Depression graphic by David Baldinger
Photo credit: D. Baldinger CC ND

May is Mental Health Month

 

Dr. Prakash Masand, former consulting professor of psychiatry and behavioral sciences at Duke University, a New York City psychiatrist. and President of Global Medical Education sent us this list of important things to know about depression [my comments are in brackets/italics]:

 

 1.  There’s more to depression than just feeling blue.

Symptoms include: psychomotor activity changes, trouble sleeping, loss of interest in pleasurable activities, feelings of guilt or hopelessness, decreased energy, trouble concentrating, appetite changes, and some people have suicidal thoughts or attempts. [A few more symptoms appear on this Mayo Clinic list.]

 

2.  One in six people will develop major depression in their lifetime.

Major depression affects 121 million people worldwide. Two out of three individuals with depression do not receive adequate treatment

 

3.   Depressed individuals are five times more likely to commit suicide and 35,000 people commit suicide each year due to depression.

[Firearms suicides account for nearly half of all suicides.  In states where gun ownership is prevalent, rates of suicide are higher.   Gunshot wounds to the head are catastrophic and even if the individual survives a firearms suicide attempt, the physical results are often devastating.]

 

4.Depression doesn’t have to stop you from living if you get help.

# Recorded data
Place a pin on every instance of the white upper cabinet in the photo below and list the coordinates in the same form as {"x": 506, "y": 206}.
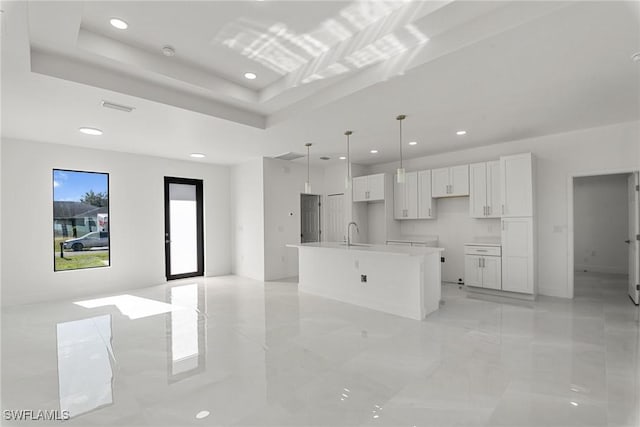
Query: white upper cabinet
{"x": 450, "y": 182}
{"x": 360, "y": 188}
{"x": 405, "y": 197}
{"x": 412, "y": 200}
{"x": 493, "y": 189}
{"x": 516, "y": 185}
{"x": 484, "y": 194}
{"x": 426, "y": 204}
{"x": 459, "y": 176}
{"x": 376, "y": 187}
{"x": 368, "y": 188}
{"x": 440, "y": 182}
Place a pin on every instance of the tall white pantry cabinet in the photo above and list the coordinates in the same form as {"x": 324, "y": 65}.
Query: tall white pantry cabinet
{"x": 517, "y": 223}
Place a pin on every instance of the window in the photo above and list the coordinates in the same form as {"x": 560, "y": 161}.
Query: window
{"x": 80, "y": 220}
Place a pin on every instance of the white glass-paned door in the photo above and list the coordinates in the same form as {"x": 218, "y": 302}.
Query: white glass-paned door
{"x": 183, "y": 228}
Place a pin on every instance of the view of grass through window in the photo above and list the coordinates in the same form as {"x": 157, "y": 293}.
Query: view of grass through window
{"x": 80, "y": 219}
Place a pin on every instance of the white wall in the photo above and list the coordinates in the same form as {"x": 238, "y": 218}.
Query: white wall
{"x": 136, "y": 219}
{"x": 601, "y": 223}
{"x": 247, "y": 219}
{"x": 283, "y": 182}
{"x": 559, "y": 156}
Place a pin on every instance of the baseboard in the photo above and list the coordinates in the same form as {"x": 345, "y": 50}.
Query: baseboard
{"x": 599, "y": 269}
{"x": 501, "y": 294}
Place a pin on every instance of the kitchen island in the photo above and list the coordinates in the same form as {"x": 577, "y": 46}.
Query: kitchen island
{"x": 401, "y": 280}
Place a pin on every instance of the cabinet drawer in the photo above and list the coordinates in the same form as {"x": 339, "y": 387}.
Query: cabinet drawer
{"x": 482, "y": 250}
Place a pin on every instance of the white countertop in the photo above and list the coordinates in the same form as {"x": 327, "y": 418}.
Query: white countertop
{"x": 485, "y": 241}
{"x": 360, "y": 247}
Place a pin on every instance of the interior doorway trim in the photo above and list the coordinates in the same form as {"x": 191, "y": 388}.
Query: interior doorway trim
{"x": 198, "y": 184}
{"x": 570, "y": 210}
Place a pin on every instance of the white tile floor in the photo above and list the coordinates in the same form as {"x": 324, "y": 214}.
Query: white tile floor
{"x": 255, "y": 354}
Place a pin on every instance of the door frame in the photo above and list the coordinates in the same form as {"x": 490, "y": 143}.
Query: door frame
{"x": 319, "y": 199}
{"x": 570, "y": 226}
{"x": 199, "y": 226}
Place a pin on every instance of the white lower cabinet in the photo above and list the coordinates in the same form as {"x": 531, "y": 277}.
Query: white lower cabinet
{"x": 517, "y": 255}
{"x": 482, "y": 266}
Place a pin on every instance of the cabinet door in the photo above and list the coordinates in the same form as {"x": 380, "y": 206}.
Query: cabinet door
{"x": 360, "y": 188}
{"x": 411, "y": 194}
{"x": 516, "y": 185}
{"x": 426, "y": 207}
{"x": 472, "y": 270}
{"x": 439, "y": 182}
{"x": 399, "y": 199}
{"x": 478, "y": 190}
{"x": 459, "y": 180}
{"x": 492, "y": 272}
{"x": 493, "y": 189}
{"x": 376, "y": 187}
{"x": 517, "y": 255}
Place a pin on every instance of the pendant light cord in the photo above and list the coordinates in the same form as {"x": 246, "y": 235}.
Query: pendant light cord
{"x": 400, "y": 143}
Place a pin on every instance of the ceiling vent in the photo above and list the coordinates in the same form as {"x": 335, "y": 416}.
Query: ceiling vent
{"x": 119, "y": 107}
{"x": 289, "y": 156}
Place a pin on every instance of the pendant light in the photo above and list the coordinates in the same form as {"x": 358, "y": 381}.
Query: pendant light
{"x": 347, "y": 180}
{"x": 400, "y": 174}
{"x": 307, "y": 185}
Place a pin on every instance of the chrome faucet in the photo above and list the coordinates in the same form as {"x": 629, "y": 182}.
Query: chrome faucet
{"x": 349, "y": 231}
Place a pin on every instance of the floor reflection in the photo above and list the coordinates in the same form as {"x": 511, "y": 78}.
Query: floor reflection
{"x": 84, "y": 365}
{"x": 186, "y": 331}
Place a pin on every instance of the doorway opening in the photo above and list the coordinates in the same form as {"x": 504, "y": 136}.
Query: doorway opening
{"x": 335, "y": 218}
{"x": 310, "y": 218}
{"x": 183, "y": 228}
{"x": 605, "y": 261}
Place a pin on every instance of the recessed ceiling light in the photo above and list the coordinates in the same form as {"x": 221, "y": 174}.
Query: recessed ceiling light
{"x": 202, "y": 414}
{"x": 120, "y": 107}
{"x": 91, "y": 131}
{"x": 168, "y": 51}
{"x": 118, "y": 23}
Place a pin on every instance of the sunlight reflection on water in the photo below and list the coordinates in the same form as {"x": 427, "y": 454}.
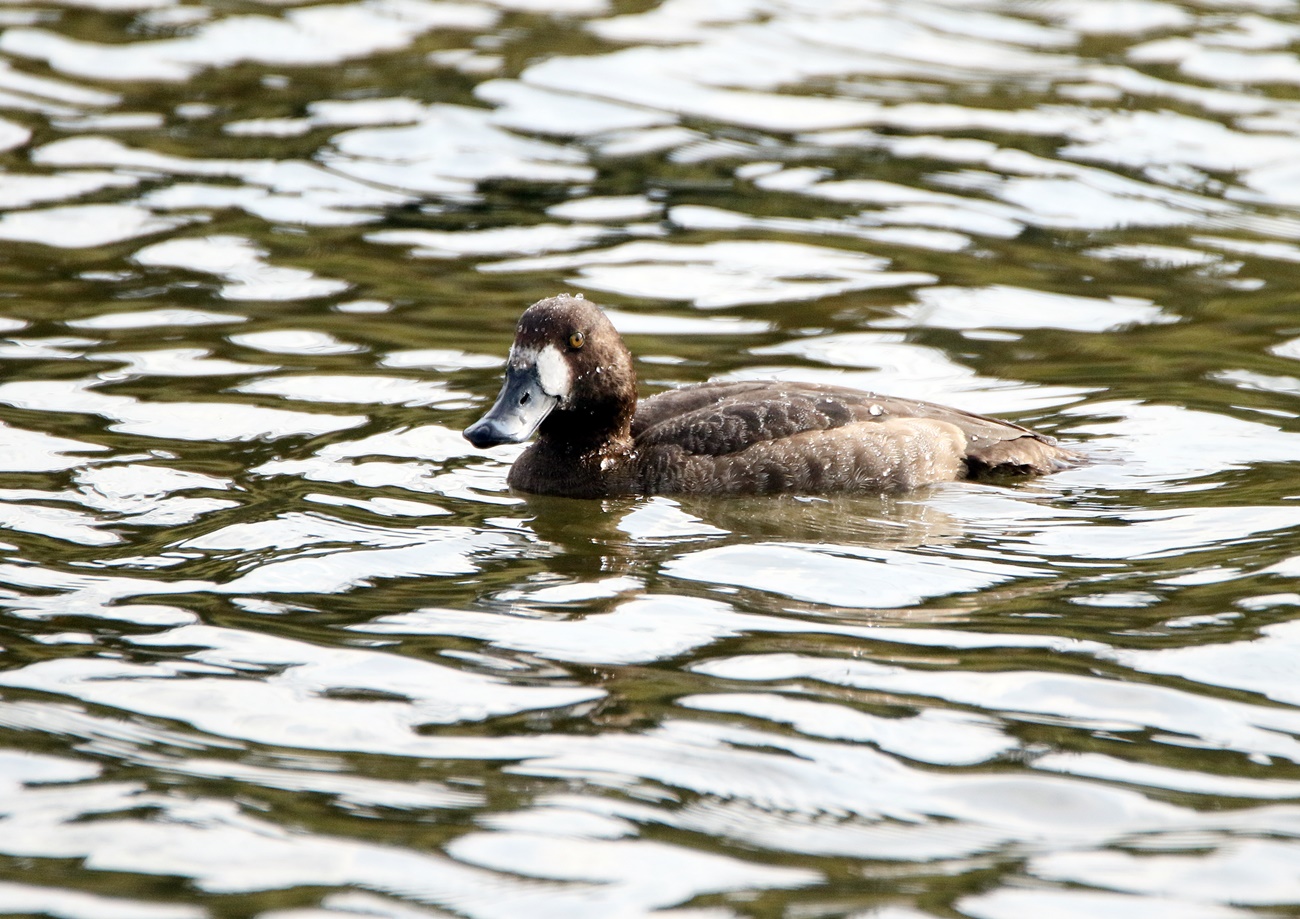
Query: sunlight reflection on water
{"x": 280, "y": 642}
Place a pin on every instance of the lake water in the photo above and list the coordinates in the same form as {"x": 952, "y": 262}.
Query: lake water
{"x": 278, "y": 642}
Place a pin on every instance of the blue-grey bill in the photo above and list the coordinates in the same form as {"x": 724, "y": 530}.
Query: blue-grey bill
{"x": 518, "y": 412}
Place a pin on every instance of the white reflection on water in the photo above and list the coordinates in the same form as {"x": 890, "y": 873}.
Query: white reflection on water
{"x": 259, "y": 659}
{"x": 724, "y": 273}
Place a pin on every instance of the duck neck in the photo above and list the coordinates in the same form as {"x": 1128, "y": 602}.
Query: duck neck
{"x": 596, "y": 429}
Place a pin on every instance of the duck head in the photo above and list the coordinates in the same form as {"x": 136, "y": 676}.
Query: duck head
{"x": 568, "y": 371}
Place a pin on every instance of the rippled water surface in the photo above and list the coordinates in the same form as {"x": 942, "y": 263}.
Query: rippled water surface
{"x": 278, "y": 642}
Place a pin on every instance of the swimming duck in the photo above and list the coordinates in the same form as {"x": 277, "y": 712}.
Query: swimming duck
{"x": 570, "y": 380}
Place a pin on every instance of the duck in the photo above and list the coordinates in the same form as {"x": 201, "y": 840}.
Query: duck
{"x": 570, "y": 380}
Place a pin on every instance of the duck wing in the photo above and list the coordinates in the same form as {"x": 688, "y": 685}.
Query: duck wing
{"x": 727, "y": 417}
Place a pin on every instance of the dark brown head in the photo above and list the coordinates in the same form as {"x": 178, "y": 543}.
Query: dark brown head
{"x": 568, "y": 375}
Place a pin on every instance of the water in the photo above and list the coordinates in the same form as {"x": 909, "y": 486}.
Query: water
{"x": 277, "y": 642}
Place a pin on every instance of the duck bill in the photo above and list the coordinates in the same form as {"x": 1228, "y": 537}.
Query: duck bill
{"x": 518, "y": 412}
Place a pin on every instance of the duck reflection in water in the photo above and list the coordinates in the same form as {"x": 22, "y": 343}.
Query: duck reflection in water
{"x": 571, "y": 381}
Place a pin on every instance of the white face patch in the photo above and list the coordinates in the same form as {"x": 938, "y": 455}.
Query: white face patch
{"x": 553, "y": 369}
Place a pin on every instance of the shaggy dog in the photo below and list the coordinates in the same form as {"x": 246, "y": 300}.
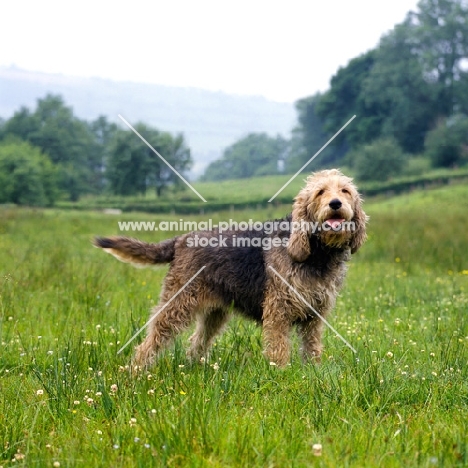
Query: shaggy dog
{"x": 280, "y": 278}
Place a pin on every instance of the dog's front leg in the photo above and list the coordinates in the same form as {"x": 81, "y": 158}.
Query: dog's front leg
{"x": 276, "y": 339}
{"x": 310, "y": 333}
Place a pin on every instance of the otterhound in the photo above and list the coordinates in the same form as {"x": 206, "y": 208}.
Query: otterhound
{"x": 270, "y": 274}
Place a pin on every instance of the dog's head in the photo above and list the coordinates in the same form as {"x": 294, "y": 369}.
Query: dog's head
{"x": 330, "y": 206}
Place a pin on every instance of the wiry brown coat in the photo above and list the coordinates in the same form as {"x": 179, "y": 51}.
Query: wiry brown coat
{"x": 245, "y": 279}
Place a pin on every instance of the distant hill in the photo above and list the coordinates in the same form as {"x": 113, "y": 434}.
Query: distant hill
{"x": 209, "y": 120}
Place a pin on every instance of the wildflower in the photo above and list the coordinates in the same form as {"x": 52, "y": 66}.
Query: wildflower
{"x": 317, "y": 450}
{"x": 19, "y": 456}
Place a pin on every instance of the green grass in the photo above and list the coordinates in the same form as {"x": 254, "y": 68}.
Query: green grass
{"x": 67, "y": 397}
{"x": 253, "y": 193}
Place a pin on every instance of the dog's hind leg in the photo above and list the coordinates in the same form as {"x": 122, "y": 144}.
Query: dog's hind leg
{"x": 276, "y": 339}
{"x": 167, "y": 320}
{"x": 310, "y": 333}
{"x": 209, "y": 324}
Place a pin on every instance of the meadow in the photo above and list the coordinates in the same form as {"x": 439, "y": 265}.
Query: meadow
{"x": 68, "y": 399}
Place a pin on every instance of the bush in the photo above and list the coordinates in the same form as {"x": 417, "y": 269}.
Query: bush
{"x": 380, "y": 160}
{"x": 27, "y": 177}
{"x": 447, "y": 144}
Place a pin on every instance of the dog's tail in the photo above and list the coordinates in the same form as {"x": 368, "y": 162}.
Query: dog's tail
{"x": 137, "y": 252}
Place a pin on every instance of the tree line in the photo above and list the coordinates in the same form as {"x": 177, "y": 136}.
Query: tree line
{"x": 410, "y": 98}
{"x": 49, "y": 153}
{"x": 409, "y": 95}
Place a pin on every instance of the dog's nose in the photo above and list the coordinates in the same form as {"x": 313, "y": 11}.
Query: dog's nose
{"x": 335, "y": 204}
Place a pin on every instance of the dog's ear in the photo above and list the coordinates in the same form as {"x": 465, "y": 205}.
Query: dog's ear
{"x": 298, "y": 245}
{"x": 359, "y": 234}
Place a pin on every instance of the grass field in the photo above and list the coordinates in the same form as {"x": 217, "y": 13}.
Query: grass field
{"x": 67, "y": 398}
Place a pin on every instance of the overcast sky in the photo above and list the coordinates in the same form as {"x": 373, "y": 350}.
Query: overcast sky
{"x": 281, "y": 50}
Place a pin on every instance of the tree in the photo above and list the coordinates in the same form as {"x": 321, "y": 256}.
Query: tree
{"x": 54, "y": 129}
{"x": 440, "y": 31}
{"x": 103, "y": 132}
{"x": 27, "y": 176}
{"x": 346, "y": 98}
{"x": 256, "y": 154}
{"x": 309, "y": 136}
{"x": 447, "y": 144}
{"x": 133, "y": 167}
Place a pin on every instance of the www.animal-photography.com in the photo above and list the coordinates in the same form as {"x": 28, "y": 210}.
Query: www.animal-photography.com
{"x": 234, "y": 235}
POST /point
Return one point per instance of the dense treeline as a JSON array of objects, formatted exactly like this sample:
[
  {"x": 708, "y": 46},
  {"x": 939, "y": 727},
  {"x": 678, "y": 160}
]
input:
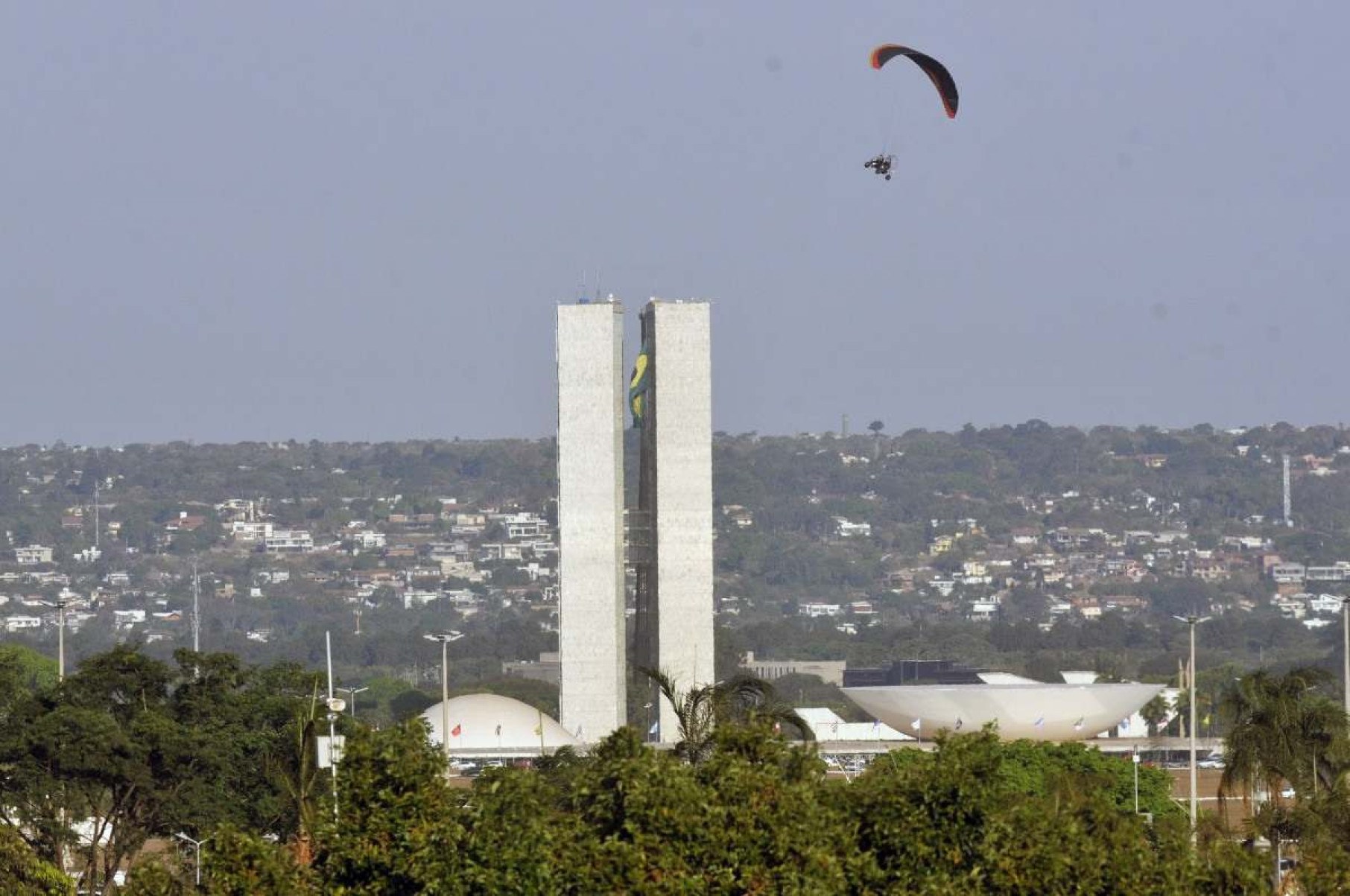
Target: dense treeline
[{"x": 226, "y": 754}]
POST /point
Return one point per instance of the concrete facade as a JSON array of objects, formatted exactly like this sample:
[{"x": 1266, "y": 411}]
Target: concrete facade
[
  {"x": 590, "y": 518},
  {"x": 678, "y": 437}
]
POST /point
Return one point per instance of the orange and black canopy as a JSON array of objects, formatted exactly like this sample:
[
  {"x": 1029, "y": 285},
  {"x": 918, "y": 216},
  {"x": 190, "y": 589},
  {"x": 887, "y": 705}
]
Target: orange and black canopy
[{"x": 936, "y": 71}]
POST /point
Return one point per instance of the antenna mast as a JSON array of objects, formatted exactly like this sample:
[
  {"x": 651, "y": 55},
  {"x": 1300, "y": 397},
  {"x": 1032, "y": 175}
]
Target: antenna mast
[
  {"x": 1288, "y": 501},
  {"x": 196, "y": 614}
]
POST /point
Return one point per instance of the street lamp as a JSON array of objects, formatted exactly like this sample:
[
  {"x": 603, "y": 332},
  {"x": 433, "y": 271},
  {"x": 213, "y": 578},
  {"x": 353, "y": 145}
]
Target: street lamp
[
  {"x": 1134, "y": 759},
  {"x": 61, "y": 638},
  {"x": 445, "y": 638},
  {"x": 1192, "y": 621},
  {"x": 196, "y": 860},
  {"x": 1345, "y": 608},
  {"x": 352, "y": 693}
]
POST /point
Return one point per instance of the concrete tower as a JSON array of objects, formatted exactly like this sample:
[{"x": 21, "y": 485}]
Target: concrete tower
[
  {"x": 590, "y": 518},
  {"x": 671, "y": 530}
]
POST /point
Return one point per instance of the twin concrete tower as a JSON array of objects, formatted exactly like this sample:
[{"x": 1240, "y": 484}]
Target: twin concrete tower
[{"x": 666, "y": 538}]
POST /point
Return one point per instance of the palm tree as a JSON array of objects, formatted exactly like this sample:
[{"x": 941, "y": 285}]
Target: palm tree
[
  {"x": 739, "y": 701},
  {"x": 1281, "y": 729}
]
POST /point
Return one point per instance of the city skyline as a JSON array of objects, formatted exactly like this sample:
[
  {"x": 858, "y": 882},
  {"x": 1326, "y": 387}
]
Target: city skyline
[{"x": 330, "y": 223}]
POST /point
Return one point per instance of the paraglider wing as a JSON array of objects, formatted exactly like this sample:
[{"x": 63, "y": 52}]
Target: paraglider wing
[{"x": 936, "y": 71}]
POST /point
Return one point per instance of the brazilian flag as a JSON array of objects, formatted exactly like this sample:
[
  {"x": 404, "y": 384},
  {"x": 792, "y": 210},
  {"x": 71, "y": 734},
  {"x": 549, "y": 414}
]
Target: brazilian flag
[{"x": 638, "y": 385}]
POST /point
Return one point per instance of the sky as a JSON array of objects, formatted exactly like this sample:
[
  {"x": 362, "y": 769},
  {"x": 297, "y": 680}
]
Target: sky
[{"x": 354, "y": 222}]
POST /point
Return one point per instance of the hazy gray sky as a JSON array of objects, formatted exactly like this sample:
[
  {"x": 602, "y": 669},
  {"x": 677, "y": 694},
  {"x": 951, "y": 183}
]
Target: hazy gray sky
[{"x": 338, "y": 220}]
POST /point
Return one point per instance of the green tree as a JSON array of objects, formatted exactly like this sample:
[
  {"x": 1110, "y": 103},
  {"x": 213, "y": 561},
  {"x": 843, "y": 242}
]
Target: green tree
[
  {"x": 1281, "y": 729},
  {"x": 701, "y": 709}
]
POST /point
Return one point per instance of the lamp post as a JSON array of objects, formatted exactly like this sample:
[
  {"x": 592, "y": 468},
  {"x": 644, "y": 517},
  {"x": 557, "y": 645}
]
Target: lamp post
[
  {"x": 1134, "y": 757},
  {"x": 352, "y": 693},
  {"x": 1192, "y": 621},
  {"x": 445, "y": 638},
  {"x": 1345, "y": 608},
  {"x": 196, "y": 861},
  {"x": 61, "y": 638}
]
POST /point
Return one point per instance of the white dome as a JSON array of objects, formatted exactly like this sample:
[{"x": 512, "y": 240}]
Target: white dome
[
  {"x": 490, "y": 721},
  {"x": 1034, "y": 711}
]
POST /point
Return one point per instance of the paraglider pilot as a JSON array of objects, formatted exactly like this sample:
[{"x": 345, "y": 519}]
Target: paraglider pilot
[{"x": 881, "y": 165}]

# Work order A
Answer each question using the depression article.
(i) How many people worldwide does major depression affect?
(ii) According to the bracketed comment, about what share of all suicides are firearms suicides?
(iii) At which university was Dr. Prakash Masand formerly a consulting professor?
# Work order B
Proceed with the depression article, starting after its last line, "4.Depression doesn't have to stop you from living if you get help."
The entries were drawn from a separate source and have no connection to the depression article.

# Exercise output A
(i) 121 million people
(ii) Nearly half
(iii) Duke University

# Exercise output B
Some very successful people have had depression including: Billy Joel, Oprah Winfrey, Brad Pitt, J.K. Rowling, Buzz Aldrin, Calvin Coolidge, Eric Clapton, Terry Bradshaw and more. [One of my favorite authors, Pat Conroy – “Prince of Tides,” “The Great Santini” and more- battled depression most of his life.]

 

5.  Depression is the leading cause of medical disability for people ages 14 to 44.

On average, people who suffer from depression can lose $10,400 per year in income by age 50. [Depression is also a leading cause of lost workplace productivity.]

 

6.  One out of 10 new mothers will develop post-partum depression.

This is by no means a character flaw or weakness.  Symptoms of depression or the “Baby blues” can occur in many women, but if they don’t dissipate after two weeks, it could be post-partum depression and you should seek treatment immediately. [Here is a link to an abstract describing a recent review of the course of post-partum depression.]

 

7.  Women are twice as likely to develop depression as men, and although depression can strike at any age, the average age of onset is 32.

 

8. Patients with depression are more likely to have heart attacks and strokes compared to non-depressed individuals.

If you develop depression after a heart attack, you are four times more likely to die with the greatest risk being in the first six months.  [Here is a succinct review of the relationship between heart disease and depression from the National Institute of Mental Health (NIMH)]

9.  One out of 10 adolescents will have a depressive disorder by the age of 18.

Compared to adults, children with depression may be more likely to present with temper tantrums, somatic complaints, social withdrawal and mood lability.

 

10. The initial antidepressant leads to remission in only one out of three patients with depression.

SSRI and SNRI medications take time to work, and a 10 to 12 week trial is necessary to achieve remission.  Cognitive behavioral therapy and interpersonal psychotherapy are as efficacious as antidepressants in mild to moderate depression.